## Records supplied
##############################
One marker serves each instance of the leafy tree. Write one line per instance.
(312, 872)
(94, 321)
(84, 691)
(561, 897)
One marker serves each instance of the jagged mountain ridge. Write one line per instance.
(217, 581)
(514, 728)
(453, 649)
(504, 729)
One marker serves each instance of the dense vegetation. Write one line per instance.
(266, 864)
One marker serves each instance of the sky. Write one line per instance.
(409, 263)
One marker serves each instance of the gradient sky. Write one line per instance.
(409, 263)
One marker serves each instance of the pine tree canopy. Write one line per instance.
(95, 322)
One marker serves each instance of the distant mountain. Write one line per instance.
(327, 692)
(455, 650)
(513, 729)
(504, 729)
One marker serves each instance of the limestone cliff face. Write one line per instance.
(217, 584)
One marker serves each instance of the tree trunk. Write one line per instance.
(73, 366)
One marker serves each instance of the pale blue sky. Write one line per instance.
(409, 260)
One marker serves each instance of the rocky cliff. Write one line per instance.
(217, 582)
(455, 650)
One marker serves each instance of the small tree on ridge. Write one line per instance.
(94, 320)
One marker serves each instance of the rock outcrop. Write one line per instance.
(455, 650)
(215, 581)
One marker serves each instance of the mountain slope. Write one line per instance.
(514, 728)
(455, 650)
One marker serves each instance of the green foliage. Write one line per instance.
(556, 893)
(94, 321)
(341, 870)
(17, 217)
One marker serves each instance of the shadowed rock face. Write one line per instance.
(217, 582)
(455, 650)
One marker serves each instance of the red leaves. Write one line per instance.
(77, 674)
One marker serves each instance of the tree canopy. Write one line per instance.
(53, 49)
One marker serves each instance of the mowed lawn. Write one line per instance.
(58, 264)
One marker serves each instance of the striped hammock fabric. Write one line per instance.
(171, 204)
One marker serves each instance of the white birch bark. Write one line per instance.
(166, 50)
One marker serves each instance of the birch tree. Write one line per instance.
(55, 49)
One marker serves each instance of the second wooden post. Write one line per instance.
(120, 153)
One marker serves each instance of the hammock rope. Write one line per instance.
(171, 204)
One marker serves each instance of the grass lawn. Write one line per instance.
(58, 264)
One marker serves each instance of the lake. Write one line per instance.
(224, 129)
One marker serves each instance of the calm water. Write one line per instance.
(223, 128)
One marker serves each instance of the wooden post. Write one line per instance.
##############################
## Direction
Format all of the lines above as a numbered list and omit any blank lines.

## Task result
1. One marker serves each instance of the leafy tree. Write one line per instance.
2. (312, 872)
3. (94, 321)
4. (84, 691)
5. (561, 897)
6. One marker serves each instance of the jagged mountain ridge. Write one line per instance.
7. (217, 581)
8. (514, 728)
9. (453, 649)
10. (504, 729)
11. One marker serves each instance of the dense vegetation. Write one line per instance.
12. (266, 864)
13. One marker serves each instance of the sky. Write one line per instance.
14. (409, 263)
15. One marker serves each instance of the gradient sky. Write one line per instance.
16. (409, 263)
17. One marker serves each instance of the pine tree canopy. Write one line per instance.
18. (95, 322)
19. One marker serves each instance of the distant mountain. Write one line per instance.
20. (327, 692)
21. (455, 650)
22. (513, 729)
23. (504, 729)
24. One marker serves each instance of the limestone cliff face. Write one line per instance.
25. (217, 584)
26. One marker serves each instance of the tree trunk. Write one line per instance.
27. (73, 366)
28. One marker serves each instance of the pale blue sky. Write one line per instance.
29. (409, 260)
30. One marker serves each instance of the rocky cliff. Write one line per instance.
31. (217, 582)
32. (455, 650)
33. One marker serves each instance of the small tree on ridge. Write one line per instance.
34. (94, 320)
35. One marker serves each instance of the rock outcrop. Write one line per instance.
36. (455, 650)
37. (215, 581)
38. One marker serves each instance of the mountain slope. Write one line per instance.
39. (514, 728)
40. (455, 650)
41. One marker serves each instance of the green foliage. Write one line per instance.
42. (556, 893)
43. (94, 321)
44. (341, 870)
45. (17, 217)
46. One marker serves each instance of the shadowed rock face. Write one line per instance.
47. (217, 582)
48. (455, 650)
49. One marker serves each instance of the red leaves. Write one line per instance.
50. (77, 674)
51. One marker serves each instance of the tree canopy. Write one line per instance.
52. (53, 49)
53. One marker serves each instance of the mowed lawn. Write one line per instance.
54. (58, 264)
55. One marker serves each instance of the striped hammock fabric. Write one line per instance.
56. (171, 204)
57. One marker serves each instance of the white birch bark. Write one line per instance.
58. (166, 50)
59. One marker serves each instance of the birch tree. Write one line per instance.
60. (55, 49)
61. One marker serves each instance of the second wooden post. Write one line per instance.
62. (120, 153)
63. One marker serves each instance of the hammock rope. Write one line per instance.
64. (171, 204)
65. One marker serves each instance of the grass lawn. Write one line per instance.
66. (58, 264)
67. One marker serves each instance of the lake. Write one line per instance.
68. (224, 129)
69. One marker serves each instance of the calm water. Write one line per instance.
70. (223, 128)
71. One marker serves each instance of the wooden post. Write one line per instance.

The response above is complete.